Instructions to follow >> Copy each entry as it stands, leaving nothing out.

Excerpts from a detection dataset
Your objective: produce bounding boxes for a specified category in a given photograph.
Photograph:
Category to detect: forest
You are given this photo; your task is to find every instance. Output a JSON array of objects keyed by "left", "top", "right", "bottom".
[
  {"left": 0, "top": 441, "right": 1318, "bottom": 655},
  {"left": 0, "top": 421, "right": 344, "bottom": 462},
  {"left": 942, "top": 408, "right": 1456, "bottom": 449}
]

Task solution >>
Your objective: produce bounding boxes for a specified category in a given photograph.
Photograph:
Category to detect: forest
You are given this photo; your task is to find every instance. Output a JSON array of objects keyed by "left", "top", "right", "bottom".
[
  {"left": 0, "top": 441, "right": 1318, "bottom": 655},
  {"left": 0, "top": 421, "right": 344, "bottom": 462},
  {"left": 942, "top": 408, "right": 1456, "bottom": 449}
]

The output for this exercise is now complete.